Reproduce each record exactly.

*** DATA EXTRACT Section Begins ***

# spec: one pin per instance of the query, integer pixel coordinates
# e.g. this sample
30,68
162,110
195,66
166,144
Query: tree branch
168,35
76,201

*** DATA EXTRACT Section Ends ***

(ANSWER FOR THE TASK):
# spec: one pin per instance of the query, integer pixel coordinates
# e.g. this sample
30,68
162,110
195,66
166,144
Query: tree branch
168,35
76,201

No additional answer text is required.